___ Given records ___

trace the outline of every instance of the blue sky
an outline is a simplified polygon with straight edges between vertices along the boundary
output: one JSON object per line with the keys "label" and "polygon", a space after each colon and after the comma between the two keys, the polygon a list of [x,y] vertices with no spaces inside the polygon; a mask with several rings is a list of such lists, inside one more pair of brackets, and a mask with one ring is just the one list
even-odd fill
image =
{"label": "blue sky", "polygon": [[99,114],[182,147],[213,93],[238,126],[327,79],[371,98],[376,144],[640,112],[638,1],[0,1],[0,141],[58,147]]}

___

- Given task
Turn the lines above into a Markdown table with the columns No. and Line text. Give each non-blank line its own row.

- Solution for this task
| No. | Line text |
|---|---|
| 1 | trace the outline of every instance of the blue sky |
| 2 | an outline is a simplified polygon with straight edges between vertices along the boundary |
| 3 | output: one JSON object per line with the keys "label" and "polygon", a space after each colon and after the comma between the two keys, the polygon a list of [x,y] vertices with no spaces inside the polygon; a mask with several rings is a list of such lists, inside one more pair of brackets, and a mask with one ring is just the one list |
| 4 | even-odd fill |
| 5 | image = |
| 6 | {"label": "blue sky", "polygon": [[99,114],[182,147],[213,93],[238,126],[327,79],[371,98],[376,144],[640,112],[638,1],[0,1],[0,141],[58,147]]} |